* _Prompt_: Restate all of the data below word for word.

* _Task inputs_:

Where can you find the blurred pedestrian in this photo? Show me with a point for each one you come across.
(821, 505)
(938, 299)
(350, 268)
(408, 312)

* _Task result_:
Where can you find the blurred pedestrian in this photo? Show me with a point for each one you come across.
(821, 505)
(938, 299)
(350, 268)
(408, 312)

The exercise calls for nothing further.